# START OF MATERIAL PROVIDED

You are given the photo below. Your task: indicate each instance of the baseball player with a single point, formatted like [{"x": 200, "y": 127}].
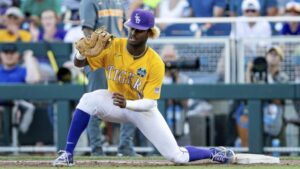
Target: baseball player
[{"x": 135, "y": 73}]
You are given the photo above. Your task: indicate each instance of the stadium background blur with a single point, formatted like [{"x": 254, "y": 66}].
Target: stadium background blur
[{"x": 206, "y": 32}]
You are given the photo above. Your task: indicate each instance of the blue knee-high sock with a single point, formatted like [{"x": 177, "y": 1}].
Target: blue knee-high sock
[
  {"x": 78, "y": 124},
  {"x": 198, "y": 153}
]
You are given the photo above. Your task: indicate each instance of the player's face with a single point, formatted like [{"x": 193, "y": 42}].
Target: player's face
[{"x": 137, "y": 37}]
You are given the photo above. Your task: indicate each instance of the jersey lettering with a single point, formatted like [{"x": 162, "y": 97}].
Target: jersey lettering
[{"x": 124, "y": 77}]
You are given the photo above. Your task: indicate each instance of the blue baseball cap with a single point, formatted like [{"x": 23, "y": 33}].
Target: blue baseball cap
[{"x": 141, "y": 19}]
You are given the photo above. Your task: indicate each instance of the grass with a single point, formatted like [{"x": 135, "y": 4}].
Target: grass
[{"x": 86, "y": 158}]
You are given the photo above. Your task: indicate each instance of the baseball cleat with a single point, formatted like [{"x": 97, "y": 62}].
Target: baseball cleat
[
  {"x": 222, "y": 155},
  {"x": 64, "y": 159}
]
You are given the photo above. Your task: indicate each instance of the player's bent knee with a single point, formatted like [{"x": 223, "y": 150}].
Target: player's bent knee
[{"x": 88, "y": 103}]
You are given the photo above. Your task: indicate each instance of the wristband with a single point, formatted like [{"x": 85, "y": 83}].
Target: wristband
[{"x": 79, "y": 56}]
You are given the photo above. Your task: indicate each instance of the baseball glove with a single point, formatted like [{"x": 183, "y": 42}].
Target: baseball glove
[{"x": 94, "y": 45}]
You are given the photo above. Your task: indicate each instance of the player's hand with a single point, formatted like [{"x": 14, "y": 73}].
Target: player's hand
[
  {"x": 92, "y": 46},
  {"x": 119, "y": 100}
]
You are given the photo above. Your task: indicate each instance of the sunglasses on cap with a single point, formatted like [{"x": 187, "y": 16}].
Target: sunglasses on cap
[
  {"x": 250, "y": 11},
  {"x": 292, "y": 7}
]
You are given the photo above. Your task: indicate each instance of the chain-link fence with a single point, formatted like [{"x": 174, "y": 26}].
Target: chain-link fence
[{"x": 213, "y": 55}]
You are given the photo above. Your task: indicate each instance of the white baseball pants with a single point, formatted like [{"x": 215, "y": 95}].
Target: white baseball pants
[{"x": 152, "y": 124}]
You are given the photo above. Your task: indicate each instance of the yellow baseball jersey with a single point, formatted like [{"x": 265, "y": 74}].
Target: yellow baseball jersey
[
  {"x": 134, "y": 78},
  {"x": 5, "y": 36}
]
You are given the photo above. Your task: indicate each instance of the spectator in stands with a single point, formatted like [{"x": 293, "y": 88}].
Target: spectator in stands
[
  {"x": 208, "y": 8},
  {"x": 50, "y": 31},
  {"x": 172, "y": 9},
  {"x": 72, "y": 7},
  {"x": 12, "y": 32},
  {"x": 269, "y": 71},
  {"x": 12, "y": 72},
  {"x": 292, "y": 28},
  {"x": 267, "y": 7},
  {"x": 10, "y": 59},
  {"x": 245, "y": 29},
  {"x": 36, "y": 7}
]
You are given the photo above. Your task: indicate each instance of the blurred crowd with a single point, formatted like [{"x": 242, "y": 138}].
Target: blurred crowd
[{"x": 51, "y": 21}]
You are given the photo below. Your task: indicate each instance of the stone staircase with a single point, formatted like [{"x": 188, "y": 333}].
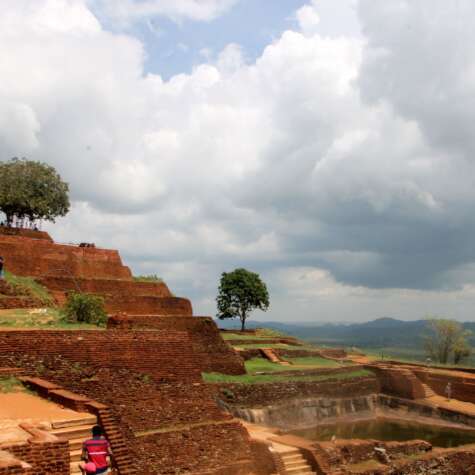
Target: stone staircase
[
  {"x": 270, "y": 354},
  {"x": 75, "y": 432},
  {"x": 294, "y": 463}
]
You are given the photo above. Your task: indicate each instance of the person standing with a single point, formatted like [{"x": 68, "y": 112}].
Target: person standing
[
  {"x": 448, "y": 391},
  {"x": 96, "y": 453}
]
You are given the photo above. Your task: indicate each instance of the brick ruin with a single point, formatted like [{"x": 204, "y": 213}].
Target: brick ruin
[
  {"x": 152, "y": 383},
  {"x": 146, "y": 367},
  {"x": 142, "y": 378},
  {"x": 64, "y": 268}
]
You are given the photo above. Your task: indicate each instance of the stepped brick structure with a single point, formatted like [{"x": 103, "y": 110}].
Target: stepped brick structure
[
  {"x": 145, "y": 369},
  {"x": 151, "y": 381},
  {"x": 65, "y": 268},
  {"x": 213, "y": 354}
]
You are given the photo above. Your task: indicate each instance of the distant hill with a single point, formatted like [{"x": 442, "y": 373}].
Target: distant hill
[{"x": 382, "y": 332}]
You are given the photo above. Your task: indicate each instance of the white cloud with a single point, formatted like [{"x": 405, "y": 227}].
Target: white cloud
[
  {"x": 308, "y": 18},
  {"x": 328, "y": 154},
  {"x": 127, "y": 11}
]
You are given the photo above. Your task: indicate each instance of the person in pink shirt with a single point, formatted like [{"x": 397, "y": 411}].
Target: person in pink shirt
[{"x": 96, "y": 453}]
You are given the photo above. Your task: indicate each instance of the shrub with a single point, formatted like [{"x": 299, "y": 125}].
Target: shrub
[{"x": 85, "y": 308}]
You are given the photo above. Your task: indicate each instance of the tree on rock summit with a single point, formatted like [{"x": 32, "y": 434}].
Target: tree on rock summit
[
  {"x": 240, "y": 292},
  {"x": 33, "y": 190}
]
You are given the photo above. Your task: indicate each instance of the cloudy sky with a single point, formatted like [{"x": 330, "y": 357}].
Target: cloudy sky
[{"x": 328, "y": 145}]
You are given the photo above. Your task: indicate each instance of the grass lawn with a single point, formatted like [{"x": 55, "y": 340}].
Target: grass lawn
[
  {"x": 261, "y": 333},
  {"x": 29, "y": 286},
  {"x": 265, "y": 345},
  {"x": 276, "y": 378},
  {"x": 234, "y": 336},
  {"x": 46, "y": 318},
  {"x": 258, "y": 365},
  {"x": 314, "y": 361}
]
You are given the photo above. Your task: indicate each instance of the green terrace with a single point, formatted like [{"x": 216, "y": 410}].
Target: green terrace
[
  {"x": 40, "y": 318},
  {"x": 260, "y": 370}
]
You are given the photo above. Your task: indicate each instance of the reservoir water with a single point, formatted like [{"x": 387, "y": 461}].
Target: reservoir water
[{"x": 390, "y": 429}]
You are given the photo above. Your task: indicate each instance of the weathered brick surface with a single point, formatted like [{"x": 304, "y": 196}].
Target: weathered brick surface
[
  {"x": 253, "y": 395},
  {"x": 47, "y": 458},
  {"x": 398, "y": 382},
  {"x": 188, "y": 449},
  {"x": 106, "y": 286},
  {"x": 212, "y": 353},
  {"x": 451, "y": 462},
  {"x": 22, "y": 232},
  {"x": 65, "y": 268},
  {"x": 151, "y": 381},
  {"x": 40, "y": 257},
  {"x": 264, "y": 463},
  {"x": 163, "y": 355},
  {"x": 13, "y": 297},
  {"x": 146, "y": 305}
]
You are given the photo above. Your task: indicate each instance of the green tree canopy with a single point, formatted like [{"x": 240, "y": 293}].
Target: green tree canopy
[
  {"x": 240, "y": 292},
  {"x": 33, "y": 190},
  {"x": 446, "y": 339}
]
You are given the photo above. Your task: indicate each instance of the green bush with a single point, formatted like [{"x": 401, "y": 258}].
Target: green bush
[{"x": 85, "y": 308}]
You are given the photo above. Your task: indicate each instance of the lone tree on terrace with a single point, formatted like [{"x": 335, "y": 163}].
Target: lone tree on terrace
[
  {"x": 33, "y": 190},
  {"x": 446, "y": 339},
  {"x": 240, "y": 292}
]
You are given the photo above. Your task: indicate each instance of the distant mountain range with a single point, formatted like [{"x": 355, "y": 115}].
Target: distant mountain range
[{"x": 379, "y": 333}]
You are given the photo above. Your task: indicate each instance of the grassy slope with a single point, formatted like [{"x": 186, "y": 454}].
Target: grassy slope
[
  {"x": 276, "y": 378},
  {"x": 28, "y": 285},
  {"x": 47, "y": 319}
]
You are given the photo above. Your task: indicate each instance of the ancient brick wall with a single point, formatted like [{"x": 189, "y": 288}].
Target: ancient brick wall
[
  {"x": 145, "y": 305},
  {"x": 106, "y": 286},
  {"x": 45, "y": 458},
  {"x": 134, "y": 350},
  {"x": 40, "y": 257},
  {"x": 253, "y": 395},
  {"x": 151, "y": 381},
  {"x": 64, "y": 268},
  {"x": 187, "y": 448},
  {"x": 462, "y": 388},
  {"x": 398, "y": 382},
  {"x": 212, "y": 353},
  {"x": 22, "y": 232}
]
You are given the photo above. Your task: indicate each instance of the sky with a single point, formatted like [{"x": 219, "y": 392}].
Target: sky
[{"x": 327, "y": 145}]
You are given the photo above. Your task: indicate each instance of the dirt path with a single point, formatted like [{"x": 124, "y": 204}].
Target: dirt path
[{"x": 19, "y": 407}]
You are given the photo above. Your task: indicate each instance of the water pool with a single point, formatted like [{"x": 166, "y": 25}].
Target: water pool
[{"x": 390, "y": 429}]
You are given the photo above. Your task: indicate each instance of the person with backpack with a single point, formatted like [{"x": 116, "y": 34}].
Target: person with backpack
[{"x": 96, "y": 453}]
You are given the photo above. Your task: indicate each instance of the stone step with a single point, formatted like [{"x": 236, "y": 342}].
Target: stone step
[
  {"x": 88, "y": 420},
  {"x": 74, "y": 432}
]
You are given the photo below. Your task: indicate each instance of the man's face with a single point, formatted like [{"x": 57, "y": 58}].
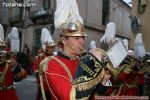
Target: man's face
[
  {"x": 74, "y": 45},
  {"x": 50, "y": 50}
]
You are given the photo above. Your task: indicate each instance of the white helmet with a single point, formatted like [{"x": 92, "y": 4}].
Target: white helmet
[
  {"x": 110, "y": 32},
  {"x": 67, "y": 18},
  {"x": 126, "y": 43},
  {"x": 92, "y": 44},
  {"x": 46, "y": 39}
]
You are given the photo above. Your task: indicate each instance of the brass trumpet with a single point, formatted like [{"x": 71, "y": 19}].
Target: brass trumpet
[
  {"x": 6, "y": 57},
  {"x": 108, "y": 65}
]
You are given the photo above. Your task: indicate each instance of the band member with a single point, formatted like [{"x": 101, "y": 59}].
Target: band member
[
  {"x": 131, "y": 80},
  {"x": 61, "y": 71},
  {"x": 8, "y": 69},
  {"x": 48, "y": 47}
]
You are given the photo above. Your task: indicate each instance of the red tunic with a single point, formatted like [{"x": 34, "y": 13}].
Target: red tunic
[
  {"x": 58, "y": 79},
  {"x": 8, "y": 81},
  {"x": 128, "y": 84},
  {"x": 36, "y": 63}
]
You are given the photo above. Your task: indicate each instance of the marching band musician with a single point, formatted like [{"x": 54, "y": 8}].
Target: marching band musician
[
  {"x": 8, "y": 69},
  {"x": 48, "y": 47},
  {"x": 130, "y": 81},
  {"x": 60, "y": 70}
]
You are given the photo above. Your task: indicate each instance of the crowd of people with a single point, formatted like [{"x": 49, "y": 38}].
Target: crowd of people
[{"x": 74, "y": 72}]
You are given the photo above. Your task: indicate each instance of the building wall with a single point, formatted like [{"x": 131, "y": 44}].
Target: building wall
[
  {"x": 90, "y": 11},
  {"x": 144, "y": 19}
]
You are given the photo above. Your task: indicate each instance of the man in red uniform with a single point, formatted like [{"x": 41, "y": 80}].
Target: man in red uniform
[
  {"x": 60, "y": 70},
  {"x": 48, "y": 46},
  {"x": 8, "y": 69},
  {"x": 130, "y": 81}
]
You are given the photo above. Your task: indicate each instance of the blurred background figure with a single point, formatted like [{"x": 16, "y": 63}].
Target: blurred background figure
[
  {"x": 10, "y": 71},
  {"x": 48, "y": 47}
]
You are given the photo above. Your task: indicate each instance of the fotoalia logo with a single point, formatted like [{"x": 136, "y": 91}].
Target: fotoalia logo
[{"x": 19, "y": 4}]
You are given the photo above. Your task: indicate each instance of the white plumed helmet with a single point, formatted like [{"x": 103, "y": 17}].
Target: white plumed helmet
[
  {"x": 46, "y": 38},
  {"x": 67, "y": 18},
  {"x": 126, "y": 43},
  {"x": 92, "y": 44}
]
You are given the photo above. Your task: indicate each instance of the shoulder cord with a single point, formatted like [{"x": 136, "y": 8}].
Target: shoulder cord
[
  {"x": 65, "y": 68},
  {"x": 45, "y": 62},
  {"x": 40, "y": 73},
  {"x": 2, "y": 77}
]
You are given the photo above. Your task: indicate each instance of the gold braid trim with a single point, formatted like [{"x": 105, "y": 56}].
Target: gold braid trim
[
  {"x": 21, "y": 73},
  {"x": 91, "y": 83},
  {"x": 2, "y": 74},
  {"x": 65, "y": 68}
]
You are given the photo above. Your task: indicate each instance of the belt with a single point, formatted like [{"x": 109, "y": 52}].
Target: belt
[{"x": 5, "y": 88}]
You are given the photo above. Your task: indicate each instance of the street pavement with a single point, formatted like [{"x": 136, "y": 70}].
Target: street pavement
[{"x": 27, "y": 88}]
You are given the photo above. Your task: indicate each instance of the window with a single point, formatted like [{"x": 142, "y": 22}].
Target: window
[{"x": 46, "y": 4}]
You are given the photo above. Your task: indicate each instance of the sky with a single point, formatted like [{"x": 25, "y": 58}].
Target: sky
[{"x": 127, "y": 1}]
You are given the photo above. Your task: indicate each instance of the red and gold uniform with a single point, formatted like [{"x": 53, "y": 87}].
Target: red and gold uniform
[
  {"x": 128, "y": 81},
  {"x": 41, "y": 55},
  {"x": 59, "y": 72},
  {"x": 7, "y": 72}
]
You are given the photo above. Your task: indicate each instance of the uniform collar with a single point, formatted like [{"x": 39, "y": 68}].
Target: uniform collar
[{"x": 64, "y": 55}]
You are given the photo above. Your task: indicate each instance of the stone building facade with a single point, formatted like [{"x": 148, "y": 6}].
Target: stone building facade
[{"x": 95, "y": 13}]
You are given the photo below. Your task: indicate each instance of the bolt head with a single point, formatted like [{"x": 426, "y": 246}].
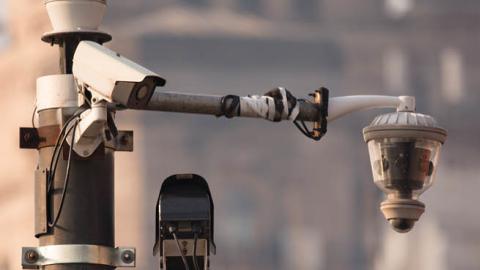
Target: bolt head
[
  {"x": 128, "y": 256},
  {"x": 31, "y": 256}
]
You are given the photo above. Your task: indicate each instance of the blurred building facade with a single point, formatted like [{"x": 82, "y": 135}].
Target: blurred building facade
[{"x": 282, "y": 202}]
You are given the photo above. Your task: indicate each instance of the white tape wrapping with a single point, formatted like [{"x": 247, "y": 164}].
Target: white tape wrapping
[{"x": 264, "y": 107}]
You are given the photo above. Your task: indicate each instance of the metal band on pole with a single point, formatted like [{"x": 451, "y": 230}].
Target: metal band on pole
[
  {"x": 34, "y": 257},
  {"x": 211, "y": 104}
]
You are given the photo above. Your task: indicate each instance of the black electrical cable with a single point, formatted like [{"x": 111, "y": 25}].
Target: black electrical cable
[
  {"x": 58, "y": 145},
  {"x": 195, "y": 262},
  {"x": 56, "y": 156},
  {"x": 67, "y": 177},
  {"x": 33, "y": 116},
  {"x": 184, "y": 259}
]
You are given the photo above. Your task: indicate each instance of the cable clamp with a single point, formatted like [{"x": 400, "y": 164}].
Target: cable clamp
[{"x": 320, "y": 100}]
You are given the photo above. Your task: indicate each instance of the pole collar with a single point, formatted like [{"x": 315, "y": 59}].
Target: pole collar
[{"x": 35, "y": 257}]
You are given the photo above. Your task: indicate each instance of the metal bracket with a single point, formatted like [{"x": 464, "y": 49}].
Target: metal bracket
[
  {"x": 320, "y": 98},
  {"x": 122, "y": 142},
  {"x": 35, "y": 257},
  {"x": 29, "y": 138}
]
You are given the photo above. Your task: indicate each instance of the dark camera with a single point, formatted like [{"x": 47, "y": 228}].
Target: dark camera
[{"x": 184, "y": 223}]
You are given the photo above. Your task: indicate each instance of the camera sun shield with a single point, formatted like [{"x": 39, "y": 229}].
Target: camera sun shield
[
  {"x": 404, "y": 150},
  {"x": 184, "y": 223}
]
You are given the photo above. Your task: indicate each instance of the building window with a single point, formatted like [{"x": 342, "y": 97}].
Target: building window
[
  {"x": 397, "y": 9},
  {"x": 453, "y": 85},
  {"x": 395, "y": 69}
]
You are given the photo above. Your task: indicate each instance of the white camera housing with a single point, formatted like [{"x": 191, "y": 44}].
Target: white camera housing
[{"x": 111, "y": 77}]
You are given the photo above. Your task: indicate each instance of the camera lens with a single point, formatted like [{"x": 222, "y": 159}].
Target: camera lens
[
  {"x": 404, "y": 166},
  {"x": 402, "y": 225}
]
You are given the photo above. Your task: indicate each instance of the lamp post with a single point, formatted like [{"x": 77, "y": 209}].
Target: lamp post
[{"x": 76, "y": 138}]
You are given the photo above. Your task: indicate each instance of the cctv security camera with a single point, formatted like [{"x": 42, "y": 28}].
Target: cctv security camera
[
  {"x": 404, "y": 149},
  {"x": 111, "y": 77}
]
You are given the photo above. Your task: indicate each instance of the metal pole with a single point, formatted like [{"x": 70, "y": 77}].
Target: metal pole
[
  {"x": 88, "y": 212},
  {"x": 210, "y": 104}
]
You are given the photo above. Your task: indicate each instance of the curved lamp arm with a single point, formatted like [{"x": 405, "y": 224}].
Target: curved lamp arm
[{"x": 340, "y": 106}]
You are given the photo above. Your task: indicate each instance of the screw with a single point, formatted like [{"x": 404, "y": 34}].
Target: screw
[
  {"x": 128, "y": 256},
  {"x": 27, "y": 136},
  {"x": 124, "y": 140},
  {"x": 31, "y": 256}
]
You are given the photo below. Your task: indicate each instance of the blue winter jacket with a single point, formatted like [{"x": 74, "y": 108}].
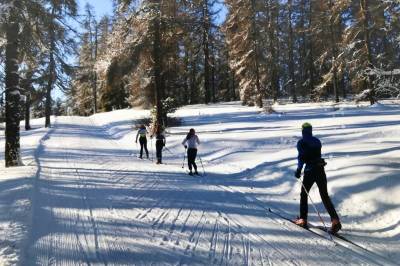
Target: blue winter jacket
[{"x": 309, "y": 148}]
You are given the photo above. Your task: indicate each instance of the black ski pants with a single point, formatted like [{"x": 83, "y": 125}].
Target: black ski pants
[
  {"x": 159, "y": 148},
  {"x": 316, "y": 175},
  {"x": 192, "y": 153},
  {"x": 143, "y": 144}
]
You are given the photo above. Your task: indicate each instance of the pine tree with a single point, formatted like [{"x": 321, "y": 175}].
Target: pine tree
[
  {"x": 59, "y": 46},
  {"x": 244, "y": 41}
]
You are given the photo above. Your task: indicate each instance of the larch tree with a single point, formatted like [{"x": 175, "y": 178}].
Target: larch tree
[{"x": 60, "y": 45}]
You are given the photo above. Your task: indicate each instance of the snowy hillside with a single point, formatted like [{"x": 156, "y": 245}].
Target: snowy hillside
[{"x": 85, "y": 198}]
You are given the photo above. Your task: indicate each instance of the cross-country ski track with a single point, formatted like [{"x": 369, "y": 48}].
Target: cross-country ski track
[{"x": 95, "y": 203}]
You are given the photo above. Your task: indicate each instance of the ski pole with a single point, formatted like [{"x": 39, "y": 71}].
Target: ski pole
[
  {"x": 184, "y": 158},
  {"x": 169, "y": 150},
  {"x": 201, "y": 161},
  {"x": 152, "y": 149},
  {"x": 315, "y": 208}
]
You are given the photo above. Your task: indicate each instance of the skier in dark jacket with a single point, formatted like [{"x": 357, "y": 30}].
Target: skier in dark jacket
[
  {"x": 191, "y": 142},
  {"x": 160, "y": 144},
  {"x": 142, "y": 135},
  {"x": 309, "y": 149}
]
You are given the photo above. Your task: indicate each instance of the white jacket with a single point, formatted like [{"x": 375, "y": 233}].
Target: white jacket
[{"x": 192, "y": 143}]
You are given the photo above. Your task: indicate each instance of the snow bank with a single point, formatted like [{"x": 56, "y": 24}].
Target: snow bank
[
  {"x": 254, "y": 153},
  {"x": 15, "y": 194}
]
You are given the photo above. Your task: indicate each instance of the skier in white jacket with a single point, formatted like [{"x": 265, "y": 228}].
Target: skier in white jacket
[{"x": 191, "y": 142}]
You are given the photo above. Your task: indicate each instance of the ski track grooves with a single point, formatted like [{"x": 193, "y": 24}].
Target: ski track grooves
[{"x": 164, "y": 215}]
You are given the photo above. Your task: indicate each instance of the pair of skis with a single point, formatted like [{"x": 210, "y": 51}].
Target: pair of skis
[{"x": 318, "y": 231}]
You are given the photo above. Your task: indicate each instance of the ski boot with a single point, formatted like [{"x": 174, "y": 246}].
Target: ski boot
[
  {"x": 336, "y": 226},
  {"x": 300, "y": 222}
]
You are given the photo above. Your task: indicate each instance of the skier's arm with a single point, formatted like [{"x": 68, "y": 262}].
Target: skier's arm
[
  {"x": 300, "y": 162},
  {"x": 184, "y": 142}
]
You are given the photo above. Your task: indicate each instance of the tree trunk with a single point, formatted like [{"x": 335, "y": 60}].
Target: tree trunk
[
  {"x": 206, "y": 51},
  {"x": 13, "y": 96},
  {"x": 94, "y": 71},
  {"x": 367, "y": 43},
  {"x": 157, "y": 72},
  {"x": 292, "y": 85},
  {"x": 333, "y": 50},
  {"x": 52, "y": 71},
  {"x": 28, "y": 111},
  {"x": 260, "y": 95},
  {"x": 311, "y": 69}
]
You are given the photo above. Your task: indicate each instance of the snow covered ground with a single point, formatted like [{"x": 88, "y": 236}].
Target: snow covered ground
[{"x": 85, "y": 198}]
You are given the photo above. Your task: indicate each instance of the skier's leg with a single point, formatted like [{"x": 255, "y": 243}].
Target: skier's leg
[
  {"x": 308, "y": 181},
  {"x": 190, "y": 159},
  {"x": 141, "y": 147},
  {"x": 323, "y": 191},
  {"x": 145, "y": 147},
  {"x": 194, "y": 160},
  {"x": 158, "y": 152}
]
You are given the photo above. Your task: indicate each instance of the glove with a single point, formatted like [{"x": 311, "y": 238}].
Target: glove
[{"x": 297, "y": 173}]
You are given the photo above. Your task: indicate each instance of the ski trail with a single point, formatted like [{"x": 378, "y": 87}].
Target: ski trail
[{"x": 95, "y": 205}]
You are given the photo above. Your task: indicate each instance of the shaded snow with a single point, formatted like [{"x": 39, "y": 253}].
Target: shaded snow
[{"x": 96, "y": 203}]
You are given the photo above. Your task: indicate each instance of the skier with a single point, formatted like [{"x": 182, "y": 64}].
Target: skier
[
  {"x": 190, "y": 143},
  {"x": 160, "y": 144},
  {"x": 309, "y": 149},
  {"x": 142, "y": 135}
]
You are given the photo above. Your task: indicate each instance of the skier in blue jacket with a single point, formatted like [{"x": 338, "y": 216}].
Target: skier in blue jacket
[{"x": 309, "y": 150}]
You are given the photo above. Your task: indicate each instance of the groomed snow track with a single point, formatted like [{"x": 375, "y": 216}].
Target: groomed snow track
[{"x": 96, "y": 204}]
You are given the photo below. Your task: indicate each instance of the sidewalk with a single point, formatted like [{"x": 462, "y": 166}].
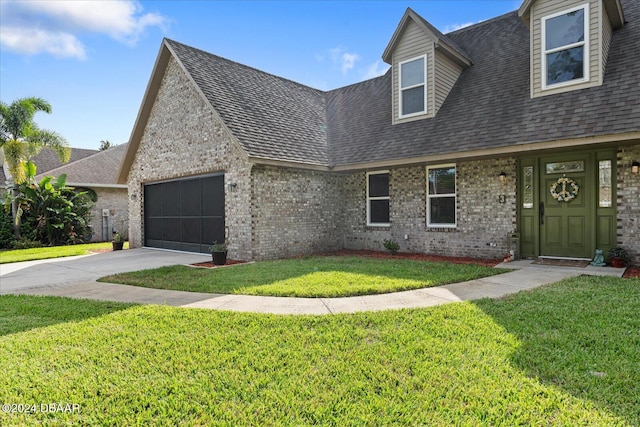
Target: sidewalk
[{"x": 524, "y": 276}]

# END OF MATERIAL PROVIDED

DIRECTIVE
Beginning with the line that holds "the skier with" and ending with the last line of the material above, extract every line exactly, pictures excluded.

ANSWER TO THIS EXERCISE
You are given the photo above. Your task: indicate each instance of the skier with a single point, formatted like [{"x": 182, "y": 64}].
Target: skier
[
  {"x": 190, "y": 143},
  {"x": 160, "y": 144},
  {"x": 309, "y": 149},
  {"x": 142, "y": 135}
]
You are given the photo above. Your task: indicate each instance of the skier in blue jacket with a single point, formatted like [{"x": 338, "y": 216}].
Target: skier in blue jacket
[{"x": 309, "y": 150}]
You are given the photo above. Your task: indicate each instance of the groomed snow track with a single point, formatted like [{"x": 375, "y": 216}].
Target: groomed snow track
[{"x": 96, "y": 204}]
You are given the photo below. Your task: indicate each instance of the sidewalk with a single point, formatted like [{"x": 462, "y": 166}].
Target: sidewalk
[{"x": 524, "y": 276}]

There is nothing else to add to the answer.